During the 1830’s, when Portuguese influence was at its lowest ebb on the Zambezi, Swazi, Shangana and Ndebele incursions across the Limpopo from the south smashed the Changamire Kingdom, and, reaching as far north as the middle and lower reaches of the Zambezi, reduced the local populations to terror and threatened the very basis of Portuguese existence in the area. Increasing decadence and disintegration affected the remnant of the Mwanamutapa Kingdom between Zumbo and Tete until, by the 1850s, the Portuguese had largely abandoned their prasos and all pretence at control of the local African populations with whom they had had such long and historic relations. In the 1880s Portugal re-established political control of the central and lower Zambezi under the stimulus of political competition threatening from the British and Dutch in the South African Republics. In the 1890’s the area of the old Mwanamutapa Empire was parcelled out between the British and the Portuguese. The 1895 Rebellion put paid to the Matebele who had conquered the Changamire Kingdom; the so-called Barwe Rebellion of 1902 equally put paid to the last remnants of the Mwanamutapa Empire. Chioko Dambamupute, whose people took an active part in that rebellion by the side of Makombe, king of the old Barwe Province, was the last titular Mwanamutapa.

> [EXERCISE TASK 1]:
Copy out the passage on the Zambezi word for word, in full.
The entries that follow have nothing to do with the passage on the Zambezi.

> [DATA PROVIDED]:

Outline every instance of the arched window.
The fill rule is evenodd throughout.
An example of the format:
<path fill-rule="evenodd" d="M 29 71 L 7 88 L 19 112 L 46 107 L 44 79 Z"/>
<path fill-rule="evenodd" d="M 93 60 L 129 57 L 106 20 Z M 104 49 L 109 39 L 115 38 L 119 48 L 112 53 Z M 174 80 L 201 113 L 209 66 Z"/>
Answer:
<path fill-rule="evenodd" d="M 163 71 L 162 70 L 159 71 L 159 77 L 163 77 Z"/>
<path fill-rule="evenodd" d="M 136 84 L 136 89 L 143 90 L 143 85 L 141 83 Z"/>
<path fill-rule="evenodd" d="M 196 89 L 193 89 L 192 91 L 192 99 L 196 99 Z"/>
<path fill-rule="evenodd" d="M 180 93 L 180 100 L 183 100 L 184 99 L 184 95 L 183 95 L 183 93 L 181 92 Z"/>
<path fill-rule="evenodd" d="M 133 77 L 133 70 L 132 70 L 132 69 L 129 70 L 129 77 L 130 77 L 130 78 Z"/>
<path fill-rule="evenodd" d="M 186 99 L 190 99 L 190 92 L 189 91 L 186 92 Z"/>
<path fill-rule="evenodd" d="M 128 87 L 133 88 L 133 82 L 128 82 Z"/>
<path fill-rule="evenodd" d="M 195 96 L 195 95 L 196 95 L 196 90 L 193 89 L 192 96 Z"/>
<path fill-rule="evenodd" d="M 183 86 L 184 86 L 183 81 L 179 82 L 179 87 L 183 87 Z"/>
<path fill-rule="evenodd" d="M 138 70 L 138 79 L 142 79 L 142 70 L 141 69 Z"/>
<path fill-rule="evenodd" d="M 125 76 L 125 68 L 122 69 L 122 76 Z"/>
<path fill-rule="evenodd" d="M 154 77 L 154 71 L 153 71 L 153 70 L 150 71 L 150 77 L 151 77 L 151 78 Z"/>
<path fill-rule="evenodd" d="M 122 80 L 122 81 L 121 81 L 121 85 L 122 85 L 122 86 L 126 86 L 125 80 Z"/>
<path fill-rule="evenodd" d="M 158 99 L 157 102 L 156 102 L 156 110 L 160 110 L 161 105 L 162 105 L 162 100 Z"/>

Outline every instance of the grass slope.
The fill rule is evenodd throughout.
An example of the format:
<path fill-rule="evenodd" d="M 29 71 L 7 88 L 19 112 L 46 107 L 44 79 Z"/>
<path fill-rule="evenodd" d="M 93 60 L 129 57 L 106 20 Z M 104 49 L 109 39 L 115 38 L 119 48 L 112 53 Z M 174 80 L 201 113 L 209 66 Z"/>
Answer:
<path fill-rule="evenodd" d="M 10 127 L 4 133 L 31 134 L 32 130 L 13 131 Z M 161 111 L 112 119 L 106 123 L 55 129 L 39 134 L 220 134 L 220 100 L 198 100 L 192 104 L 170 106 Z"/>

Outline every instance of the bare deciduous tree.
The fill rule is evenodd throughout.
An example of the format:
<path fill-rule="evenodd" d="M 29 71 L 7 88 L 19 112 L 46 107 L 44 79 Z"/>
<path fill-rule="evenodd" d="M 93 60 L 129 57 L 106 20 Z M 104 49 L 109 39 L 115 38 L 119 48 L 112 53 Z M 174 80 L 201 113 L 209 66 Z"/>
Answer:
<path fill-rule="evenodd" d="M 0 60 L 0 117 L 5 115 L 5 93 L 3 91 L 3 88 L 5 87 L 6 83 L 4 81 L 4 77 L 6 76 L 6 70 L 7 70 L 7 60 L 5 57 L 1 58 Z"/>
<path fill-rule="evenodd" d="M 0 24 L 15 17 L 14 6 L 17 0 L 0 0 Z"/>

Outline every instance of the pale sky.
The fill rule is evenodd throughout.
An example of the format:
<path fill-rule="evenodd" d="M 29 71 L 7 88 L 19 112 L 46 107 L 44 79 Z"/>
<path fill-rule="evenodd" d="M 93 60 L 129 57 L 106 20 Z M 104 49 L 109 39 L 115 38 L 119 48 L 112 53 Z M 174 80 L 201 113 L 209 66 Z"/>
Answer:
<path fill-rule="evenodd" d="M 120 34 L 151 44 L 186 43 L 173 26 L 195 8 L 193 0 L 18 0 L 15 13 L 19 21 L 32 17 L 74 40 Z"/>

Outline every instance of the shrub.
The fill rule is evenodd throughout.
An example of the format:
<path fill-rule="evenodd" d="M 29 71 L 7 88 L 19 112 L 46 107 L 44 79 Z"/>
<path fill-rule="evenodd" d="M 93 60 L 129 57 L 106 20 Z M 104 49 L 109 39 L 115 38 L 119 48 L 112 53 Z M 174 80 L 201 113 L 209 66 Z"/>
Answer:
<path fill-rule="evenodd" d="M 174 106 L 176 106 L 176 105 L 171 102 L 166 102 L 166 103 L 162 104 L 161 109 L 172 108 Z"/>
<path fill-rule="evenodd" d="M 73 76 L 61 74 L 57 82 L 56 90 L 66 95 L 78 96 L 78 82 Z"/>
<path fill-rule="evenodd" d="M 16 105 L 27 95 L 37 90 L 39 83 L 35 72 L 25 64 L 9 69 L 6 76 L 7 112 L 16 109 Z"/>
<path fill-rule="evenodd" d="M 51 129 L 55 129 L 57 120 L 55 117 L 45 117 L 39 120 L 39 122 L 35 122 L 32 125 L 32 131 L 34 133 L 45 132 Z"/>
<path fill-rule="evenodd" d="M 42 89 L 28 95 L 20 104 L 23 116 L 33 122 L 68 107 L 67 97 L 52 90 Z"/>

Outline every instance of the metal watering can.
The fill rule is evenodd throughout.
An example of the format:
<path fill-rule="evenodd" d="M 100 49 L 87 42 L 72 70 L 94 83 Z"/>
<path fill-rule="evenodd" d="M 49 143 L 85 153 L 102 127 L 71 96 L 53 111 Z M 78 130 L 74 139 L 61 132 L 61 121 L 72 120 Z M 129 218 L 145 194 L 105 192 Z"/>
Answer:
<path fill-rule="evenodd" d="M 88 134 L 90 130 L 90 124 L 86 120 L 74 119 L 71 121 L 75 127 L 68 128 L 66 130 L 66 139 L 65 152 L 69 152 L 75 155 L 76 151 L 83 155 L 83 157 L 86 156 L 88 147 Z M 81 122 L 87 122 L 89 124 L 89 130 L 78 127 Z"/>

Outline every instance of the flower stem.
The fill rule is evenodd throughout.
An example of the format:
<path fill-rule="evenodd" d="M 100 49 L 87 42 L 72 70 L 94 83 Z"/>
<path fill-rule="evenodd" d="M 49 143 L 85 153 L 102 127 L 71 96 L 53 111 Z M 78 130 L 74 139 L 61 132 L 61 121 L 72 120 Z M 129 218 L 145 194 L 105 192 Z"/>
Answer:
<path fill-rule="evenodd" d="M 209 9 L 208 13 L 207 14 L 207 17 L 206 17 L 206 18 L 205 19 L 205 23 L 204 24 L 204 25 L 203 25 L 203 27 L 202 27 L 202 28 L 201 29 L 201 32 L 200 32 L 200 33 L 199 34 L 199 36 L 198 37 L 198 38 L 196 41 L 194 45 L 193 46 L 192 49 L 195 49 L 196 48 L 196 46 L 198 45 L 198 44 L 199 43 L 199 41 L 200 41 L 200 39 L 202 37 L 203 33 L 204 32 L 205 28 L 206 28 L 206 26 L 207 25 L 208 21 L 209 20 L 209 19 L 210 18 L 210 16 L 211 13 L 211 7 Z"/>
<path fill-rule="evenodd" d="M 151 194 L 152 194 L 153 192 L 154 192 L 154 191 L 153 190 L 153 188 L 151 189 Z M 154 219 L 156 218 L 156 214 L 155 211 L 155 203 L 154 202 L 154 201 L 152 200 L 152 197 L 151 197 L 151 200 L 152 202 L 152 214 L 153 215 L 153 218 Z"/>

...

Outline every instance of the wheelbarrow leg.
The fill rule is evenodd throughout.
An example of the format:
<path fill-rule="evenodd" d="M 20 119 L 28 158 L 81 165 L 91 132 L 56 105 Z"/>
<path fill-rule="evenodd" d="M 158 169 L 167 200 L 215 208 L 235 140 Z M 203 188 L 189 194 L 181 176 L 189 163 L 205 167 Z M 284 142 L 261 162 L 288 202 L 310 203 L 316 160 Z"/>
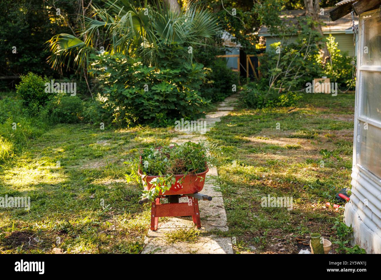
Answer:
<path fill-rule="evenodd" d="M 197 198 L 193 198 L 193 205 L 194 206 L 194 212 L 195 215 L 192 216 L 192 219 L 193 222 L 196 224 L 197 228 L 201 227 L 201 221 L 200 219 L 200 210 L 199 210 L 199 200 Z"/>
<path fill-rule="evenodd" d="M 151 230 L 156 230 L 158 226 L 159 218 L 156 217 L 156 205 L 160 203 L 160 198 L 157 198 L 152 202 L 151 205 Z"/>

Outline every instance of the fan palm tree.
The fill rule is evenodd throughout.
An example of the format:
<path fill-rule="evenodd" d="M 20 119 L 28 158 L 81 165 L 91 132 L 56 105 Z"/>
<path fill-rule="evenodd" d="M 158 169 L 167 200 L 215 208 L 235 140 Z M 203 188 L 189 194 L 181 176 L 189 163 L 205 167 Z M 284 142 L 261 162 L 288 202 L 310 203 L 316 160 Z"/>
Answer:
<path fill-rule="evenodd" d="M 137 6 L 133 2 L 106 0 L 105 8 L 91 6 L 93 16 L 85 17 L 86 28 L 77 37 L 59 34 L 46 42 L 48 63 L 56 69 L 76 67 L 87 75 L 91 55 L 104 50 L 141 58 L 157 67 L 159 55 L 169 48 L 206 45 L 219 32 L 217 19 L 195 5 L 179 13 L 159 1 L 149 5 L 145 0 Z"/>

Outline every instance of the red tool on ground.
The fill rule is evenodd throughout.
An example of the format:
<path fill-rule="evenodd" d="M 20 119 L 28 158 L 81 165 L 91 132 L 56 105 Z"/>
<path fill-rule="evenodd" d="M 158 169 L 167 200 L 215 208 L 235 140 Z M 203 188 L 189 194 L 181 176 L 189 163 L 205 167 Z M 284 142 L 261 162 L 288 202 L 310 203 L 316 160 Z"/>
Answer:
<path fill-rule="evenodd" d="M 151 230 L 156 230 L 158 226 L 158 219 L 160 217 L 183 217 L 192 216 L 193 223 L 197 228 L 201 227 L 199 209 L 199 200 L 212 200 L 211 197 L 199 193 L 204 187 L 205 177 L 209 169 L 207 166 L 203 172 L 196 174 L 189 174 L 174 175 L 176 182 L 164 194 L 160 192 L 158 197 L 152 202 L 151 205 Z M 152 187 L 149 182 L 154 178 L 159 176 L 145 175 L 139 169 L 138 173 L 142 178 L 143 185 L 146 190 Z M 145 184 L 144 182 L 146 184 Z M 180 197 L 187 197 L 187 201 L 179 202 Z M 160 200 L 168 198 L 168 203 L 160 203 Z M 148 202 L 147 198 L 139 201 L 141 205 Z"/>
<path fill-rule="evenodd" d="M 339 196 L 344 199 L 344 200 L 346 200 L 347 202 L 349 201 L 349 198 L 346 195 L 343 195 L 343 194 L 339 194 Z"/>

> [EXERCISE TASK 2]:
Lay out the entries from the line with "Outline every instance of the red" through the line with "158 226 L 158", both lines included, as a two-column CSV with the columns text and answer. Give one row per entry, put each field in quotes, and replace line breaks with spaces.

> [FULL ANSWER 1]:
During the 1830’s, when Portuguese influence was at its lowest ebb on the Zambezi, Swazi, Shangana and Ndebele incursions across the Limpopo from the south smashed the Changamire Kingdom, and, reaching as far north as the middle and lower reaches of the Zambezi, reduced the local populations to terror and threatened the very basis of Portuguese existence in the area. Increasing decadence and disintegration affected the remnant of the Mwanamutapa Kingdom between Zumbo and Tete until, by the 1850s, the Portuguese had largely abandoned their prasos and all pretence at control of the local African populations with whom they had had such long and historic relations. In the 1880s Portugal re-established political control of the central and lower Zambezi under the stimulus of political competition threatening from the British and Dutch in the South African Republics. In the 1890’s the area of the old Mwanamutapa Empire was parcelled out between the British and the Portuguese. The 1895 Rebellion put paid to the Matebele who had conquered the Changamire Kingdom; the so-called Barwe Rebellion of 1902 equally put paid to the last remnants of the Mwanamutapa Empire. Chioko Dambamupute, whose people took an active part in that rebellion by the side of Makombe, king of the old Barwe Province, was the last titular Mwanamutapa.

> [FULL ANSWER 2]:
text,answer
"Outline every instance of the red tool on ground. The fill rule is evenodd throughout. An example of the format: <path fill-rule=""evenodd"" d=""M 20 119 L 28 158 L 81 165 L 91 132 L 56 105 Z""/> <path fill-rule=""evenodd"" d=""M 158 169 L 167 200 L 215 208 L 235 140 Z M 203 188 L 189 194 L 181 176 L 189 163 L 205 167 Z M 284 142 L 261 162 L 288 202 L 310 203 L 316 160 Z""/> Answer:","<path fill-rule=""evenodd"" d=""M 151 230 L 156 230 L 158 226 L 158 219 L 160 217 L 183 217 L 192 216 L 193 223 L 197 228 L 201 227 L 199 209 L 199 200 L 212 200 L 211 197 L 199 193 L 204 187 L 205 177 L 209 169 L 207 166 L 203 172 L 196 174 L 189 174 L 174 175 L 176 182 L 164 194 L 160 192 L 158 197 L 152 202 L 151 205 Z M 152 187 L 149 182 L 154 178 L 159 176 L 145 175 L 139 169 L 138 173 L 142 178 L 143 185 L 146 190 Z M 145 184 L 144 182 L 146 184 Z M 180 197 L 187 197 L 187 201 L 179 202 Z M 160 200 L 168 198 L 168 203 L 160 203 Z M 148 202 L 147 198 L 139 201 L 141 205 Z""/>"